◆ Records for the exercise
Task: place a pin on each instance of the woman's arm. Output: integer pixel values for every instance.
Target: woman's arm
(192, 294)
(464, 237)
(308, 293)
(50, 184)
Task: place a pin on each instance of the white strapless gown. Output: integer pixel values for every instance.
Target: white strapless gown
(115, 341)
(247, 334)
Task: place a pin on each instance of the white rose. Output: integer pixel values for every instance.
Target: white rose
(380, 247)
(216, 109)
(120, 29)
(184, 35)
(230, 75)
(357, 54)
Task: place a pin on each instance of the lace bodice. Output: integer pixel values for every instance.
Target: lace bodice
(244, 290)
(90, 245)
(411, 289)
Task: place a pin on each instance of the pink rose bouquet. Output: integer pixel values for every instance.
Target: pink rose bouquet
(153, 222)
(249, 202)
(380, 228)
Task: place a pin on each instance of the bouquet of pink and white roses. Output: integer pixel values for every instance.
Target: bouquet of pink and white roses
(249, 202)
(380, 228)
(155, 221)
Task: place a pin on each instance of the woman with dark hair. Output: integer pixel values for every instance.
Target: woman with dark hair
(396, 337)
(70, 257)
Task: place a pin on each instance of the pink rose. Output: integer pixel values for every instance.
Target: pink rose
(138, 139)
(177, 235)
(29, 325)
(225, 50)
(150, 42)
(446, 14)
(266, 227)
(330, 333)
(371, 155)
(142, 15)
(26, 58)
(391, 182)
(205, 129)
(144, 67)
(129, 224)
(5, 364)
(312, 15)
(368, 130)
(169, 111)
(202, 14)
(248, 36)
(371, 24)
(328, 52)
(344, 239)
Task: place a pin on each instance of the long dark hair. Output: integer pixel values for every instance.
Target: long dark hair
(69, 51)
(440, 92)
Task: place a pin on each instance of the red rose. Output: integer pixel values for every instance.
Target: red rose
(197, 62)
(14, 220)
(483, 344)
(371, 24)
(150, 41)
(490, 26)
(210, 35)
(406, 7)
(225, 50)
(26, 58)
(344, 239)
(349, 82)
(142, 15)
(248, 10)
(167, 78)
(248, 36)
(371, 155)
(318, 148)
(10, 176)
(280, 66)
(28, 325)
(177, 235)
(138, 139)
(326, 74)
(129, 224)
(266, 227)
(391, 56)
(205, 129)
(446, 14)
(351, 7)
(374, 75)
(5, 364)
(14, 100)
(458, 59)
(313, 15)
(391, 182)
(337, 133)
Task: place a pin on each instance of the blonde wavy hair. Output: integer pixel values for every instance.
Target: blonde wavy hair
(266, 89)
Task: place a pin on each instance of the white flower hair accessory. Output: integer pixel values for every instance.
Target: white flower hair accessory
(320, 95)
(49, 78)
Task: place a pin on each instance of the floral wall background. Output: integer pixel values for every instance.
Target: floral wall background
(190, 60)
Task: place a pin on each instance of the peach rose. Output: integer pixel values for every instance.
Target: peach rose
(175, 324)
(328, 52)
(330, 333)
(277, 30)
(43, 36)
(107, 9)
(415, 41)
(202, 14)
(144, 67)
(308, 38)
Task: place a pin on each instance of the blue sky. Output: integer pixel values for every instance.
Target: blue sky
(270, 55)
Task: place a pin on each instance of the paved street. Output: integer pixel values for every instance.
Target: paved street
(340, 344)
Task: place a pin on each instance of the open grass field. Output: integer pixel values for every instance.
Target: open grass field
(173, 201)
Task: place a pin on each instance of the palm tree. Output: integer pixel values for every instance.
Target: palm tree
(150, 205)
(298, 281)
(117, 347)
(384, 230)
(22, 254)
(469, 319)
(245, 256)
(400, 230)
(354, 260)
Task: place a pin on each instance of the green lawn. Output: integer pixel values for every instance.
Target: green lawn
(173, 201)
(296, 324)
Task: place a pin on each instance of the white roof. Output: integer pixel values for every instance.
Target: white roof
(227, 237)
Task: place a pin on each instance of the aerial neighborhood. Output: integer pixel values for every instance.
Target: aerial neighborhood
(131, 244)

◆ About this exercise
Each record above is to be written out again, without any change.

◆ Your solution
Task: place a pin on each instance of the woman's arm. Output: integer pixel values for every instance.
Target: woman's arm
(192, 294)
(464, 237)
(308, 293)
(50, 184)
Task: place a pin on each instance of the white strapless gown. Output: integer pixel values for every instance.
Target: white strapless gown
(115, 341)
(247, 334)
Task: place a pin on each instance of the white rose. Output: integer pixel values for every instance.
Target: white rose
(380, 247)
(216, 109)
(120, 29)
(184, 35)
(230, 75)
(357, 54)
Task: place a pin on each instance of the lace bodice. Output: integer pixel values for every instance.
Target: lace bodice
(244, 290)
(90, 245)
(411, 289)
Task: place a pin on each instance of the pink rose bouquet. Output: integer pixel values for every instance.
Target: pink rose bouquet
(153, 222)
(249, 202)
(380, 228)
Task: place a pin on each instance of the bouquet of pink and white roses. Output: integer pixel values for every instance.
Target: bouquet of pink and white roses
(249, 202)
(380, 228)
(155, 221)
Task: place a pin on each instance of the woman with dark hair. Output: integer pixel values for every instance.
Target: woman with dark hair
(396, 337)
(70, 257)
Task: place a pin on each instance of the pink rose. Output: integer pixel values for every instance.
Target: pink rose
(138, 139)
(177, 235)
(29, 325)
(225, 50)
(150, 42)
(446, 14)
(266, 227)
(330, 333)
(371, 155)
(142, 15)
(26, 58)
(391, 182)
(205, 129)
(144, 67)
(129, 224)
(5, 364)
(312, 15)
(368, 130)
(169, 111)
(202, 14)
(248, 36)
(371, 24)
(328, 52)
(344, 239)
Task: place a pin on each instance of the long dark hair. Output: integer pixel values for every instance.
Target: long dark hair
(69, 51)
(440, 92)
Task: place a pin on each instance of the red rose. Output: integer pixel values for every instance.
Target: red rose
(197, 62)
(14, 220)
(483, 344)
(371, 24)
(150, 41)
(490, 26)
(210, 35)
(406, 7)
(225, 50)
(26, 58)
(344, 239)
(349, 82)
(142, 15)
(248, 10)
(167, 78)
(248, 36)
(371, 155)
(318, 148)
(10, 176)
(280, 66)
(28, 325)
(177, 235)
(138, 139)
(326, 74)
(129, 224)
(266, 227)
(391, 56)
(205, 129)
(446, 14)
(351, 7)
(374, 75)
(5, 364)
(14, 100)
(458, 59)
(313, 15)
(391, 182)
(337, 133)
Task: place a pin on each instance of the blonde wavy hair. Output: integer pixel values for every instance.
Target: blonde wavy hair
(266, 89)
Task: place a pin on each instance of the white flower hair accessory. Output: integer pixel values for every instance.
Target: white flower hair accessory
(320, 95)
(49, 78)
Task: place a pin on each instance of the floral wall background. Output: integer pixel values for every instance.
Target: floral wall background
(190, 60)
Task: place a pin on each instance of the peach rose. Output: integer pixel values for every instance.
Target: peach rose
(175, 324)
(328, 52)
(330, 333)
(277, 30)
(43, 36)
(107, 9)
(415, 41)
(202, 14)
(144, 67)
(308, 38)
Task: place a pin on each instance of the blue sky. Output: integer pixel values for every instance.
Target: blue sky
(270, 55)
Task: place a pin on each instance of the paved street. Output: integer pixel values for every instance.
Target: paved street
(340, 344)
Task: place a pin on each instance of the open grass field. Output: integer pixel values for every instance.
Target: open grass field
(173, 201)
Task: place a pin on each instance of the palm tree. Output: integer pixel values for every instance.
Target: palm tree
(150, 205)
(298, 281)
(117, 347)
(384, 230)
(22, 254)
(469, 319)
(245, 256)
(400, 230)
(354, 260)
Task: place a pin on each instance of the green lawn. Output: integer pixel values for every instance.
Target: green lawn
(173, 201)
(296, 324)
Task: place a pin on each instance of the white roof. Output: integer pixel values for every instance.
Target: white roof
(227, 237)
Task: place a pin on each instance of the aerial neighborhood. Output: integer pixel values for every instance.
Target: aerial neighborhood
(131, 244)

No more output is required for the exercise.